Exercise brief: Duplicate the records word for word, from their start through the line containing "negative clicks: (240, 469)". Leave the pictures out.

+++ Input +++

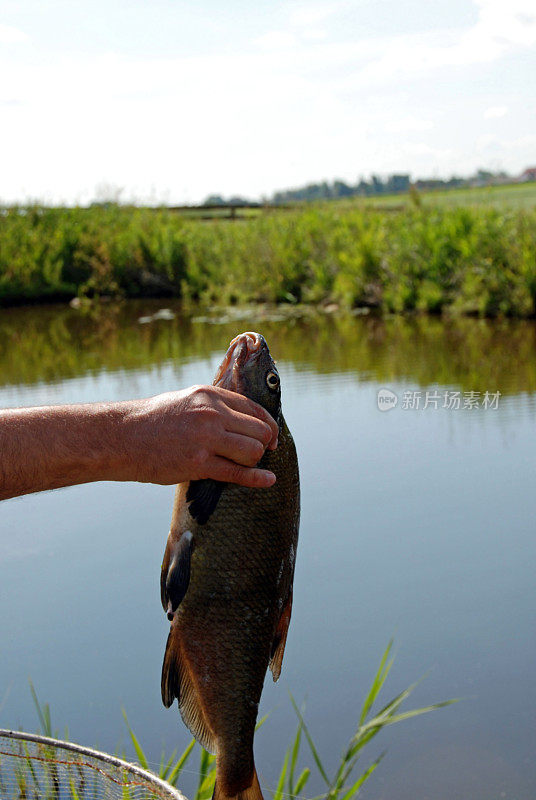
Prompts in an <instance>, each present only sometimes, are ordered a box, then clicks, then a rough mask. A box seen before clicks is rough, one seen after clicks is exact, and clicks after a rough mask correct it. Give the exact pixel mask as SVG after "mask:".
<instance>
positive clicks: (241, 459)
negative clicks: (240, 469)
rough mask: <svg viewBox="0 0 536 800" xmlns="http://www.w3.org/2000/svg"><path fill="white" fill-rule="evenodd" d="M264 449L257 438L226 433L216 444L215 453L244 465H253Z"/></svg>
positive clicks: (261, 457)
mask: <svg viewBox="0 0 536 800" xmlns="http://www.w3.org/2000/svg"><path fill="white" fill-rule="evenodd" d="M264 449H265V448H264V444H263V443H262V442H261V441H259V439H257V438H252V437H251V436H243V435H242V434H240V433H226V434H225V436H224V437H223V438H222V439H221V441H220V443H219V444H218V446H217V448H216V453H215V455H218V456H223V457H224V458H227V459H228V460H229V461H235V462H236V463H237V464H242V465H243V466H245V467H254V466H256V465H257V464H258V463H259V461H260V460H261V458H262V457H263V455H264Z"/></svg>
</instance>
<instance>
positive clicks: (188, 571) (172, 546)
mask: <svg viewBox="0 0 536 800" xmlns="http://www.w3.org/2000/svg"><path fill="white" fill-rule="evenodd" d="M192 550H193V536H192V533H191V531H184V533H183V534H182V536H181V538H180V539H179V541H178V542H174V544H173V546H172V549H171V559H170V562H169V567H168V570H167V573H166V581H165V588H164V592H165V598H166V612H167V615H168V619H170V620H171V619H173V615H174V613H175V611H176V610H177V608H178V607H179V605H180V604H181V602H182V599H183V597H184V595H185V594H186V591H187V589H188V585H189V583H190V561H191V556H192Z"/></svg>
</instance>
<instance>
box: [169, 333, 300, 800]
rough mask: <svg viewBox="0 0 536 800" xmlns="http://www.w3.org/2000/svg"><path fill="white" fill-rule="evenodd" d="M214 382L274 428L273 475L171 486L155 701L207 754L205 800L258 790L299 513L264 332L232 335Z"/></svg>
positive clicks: (292, 470)
mask: <svg viewBox="0 0 536 800" xmlns="http://www.w3.org/2000/svg"><path fill="white" fill-rule="evenodd" d="M214 385H215V386H222V387H223V388H225V389H229V390H231V391H234V392H238V393H240V394H243V395H245V396H247V397H249V398H250V399H251V400H254V401H255V402H257V403H259V404H260V405H261V406H263V407H264V408H265V409H266V411H268V412H269V413H270V414H271V415H272V417H273V418H274V419H275V421H276V422H277V424H278V427H279V435H278V446H277V448H276V449H275V450H266V451H265V453H264V455H263V457H262V459H261V460H260V462H259V464H258V466H259V467H261V468H263V469H267V470H271V471H272V472H274V473H275V475H276V482H275V484H274V485H273V486H271V487H269V488H263V489H252V488H247V487H244V486H239V485H237V484H232V483H227V484H225V483H222V482H219V481H214V480H210V479H205V480H195V481H190V482H186V483H181V484H179V485H178V487H177V490H176V496H175V503H174V507H173V515H172V522H171V528H170V532H169V535H168V539H167V544H166V550H165V554H164V559H163V562H162V570H161V580H160V589H161V600H162V606H163V608H164V611H166V613H167V615H168V618H169V619H170V621H171V626H170V631H169V636H168V639H167V644H166V651H165V655H164V663H163V666H162V682H161V689H162V701H163V703H164V705H165V706H166V707H167V708H169V707H170V706H171V705H172V704H173V702H174V700H175V698H176V699H177V700H178V706H179V710H180V713H181V716H182V719H183V721H184V723H185V724H186V726H187V727H188V728H189V729H190V731H191V732H192V734H193V735H194V737H195V738H196V739H197V741H198V742H199V743H200V744H201V745H202V747H204V748H205V749H206V750H207V751H209V752H210V753H213V754H216V780H215V785H214V793H213V800H231V798H233V800H263V795H262V791H261V788H260V785H259V779H258V776H257V771H256V768H255V761H254V755H253V737H254V733H255V724H256V720H257V713H258V707H259V701H260V697H261V693H262V689H263V684H264V678H265V675H266V672H267V669H268V667H269V668H270V670H271V672H272V677H273V680H274V681H277V680H278V678H279V675H280V673H281V666H282V662H283V654H284V651H285V644H286V640H287V633H288V628H289V623H290V617H291V613H292V590H293V581H294V568H295V559H296V549H297V545H298V529H299V519H300V483H299V469H298V459H297V455H296V448H295V445H294V441H293V438H292V435H291V433H290V431H289V429H288V427H287V424H286V422H285V419H284V417H283V414H282V411H281V383H280V377H279V373H278V371H277V368H276V365H275V362H274V361H273V359H272V356H271V355H270V351H269V349H268V345H267V344H266V340H265V339H264V337H263V336H262V335H261V334H259V333H255V332H252V331H246V332H245V333H242V334H240V335H239V336H237V337H235V338H234V339H233V340H232V341H231V343H230V345H229V348H228V350H227V353H226V355H225V357H224V359H223V361H222V363H221V365H220V367H219V369H218V370H217V372H216V377H215V379H214Z"/></svg>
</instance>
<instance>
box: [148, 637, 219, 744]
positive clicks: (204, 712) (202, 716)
mask: <svg viewBox="0 0 536 800" xmlns="http://www.w3.org/2000/svg"><path fill="white" fill-rule="evenodd" d="M161 687H162V702H163V703H164V705H165V706H166V708H169V707H170V705H171V704H172V703H173V700H174V699H175V698H177V700H178V702H179V710H180V712H181V717H182V718H183V720H184V724H185V725H186V726H187V727H188V728H189V729H190V731H191V732H192V734H193V735H194V736H195V738H196V739H197V741H198V742H199V744H200V745H201V747H204V748H205V750H208V752H209V753H215V752H216V738H215V736H214V734H213V732H212V730H211V728H210V725H209V723H208V720H207V718H206V716H205V712H204V709H203V704H202V700H201V697H200V695H199V691H198V689H197V685H196V682H195V678H194V676H193V675H192V673H191V670H190V669H189V665H188V663H187V662H186V660H185V659H184V657H183V654H182V648H181V642H180V636H179V634H178V631H177V629H176V628H175V627H173V626H172V628H171V631H170V632H169V636H168V640H167V645H166V653H165V655H164V663H163V665H162V684H161Z"/></svg>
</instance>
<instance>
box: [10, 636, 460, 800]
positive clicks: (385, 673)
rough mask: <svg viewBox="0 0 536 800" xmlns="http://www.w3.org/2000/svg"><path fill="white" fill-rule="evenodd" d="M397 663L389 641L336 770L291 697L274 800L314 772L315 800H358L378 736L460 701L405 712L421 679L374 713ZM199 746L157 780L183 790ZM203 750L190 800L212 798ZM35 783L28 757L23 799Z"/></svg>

+++

Result:
Prompts in an <instance>, each present only sometimes, are ordered a box, then clicks, then a rough mask. A box seen before clicks is rough, one seen after clicks is exact, and clicks after a rough mask correct it. Give the exact pixel mask as SVG after "mask:".
<instance>
positive clicks: (241, 459)
negative clicks: (240, 469)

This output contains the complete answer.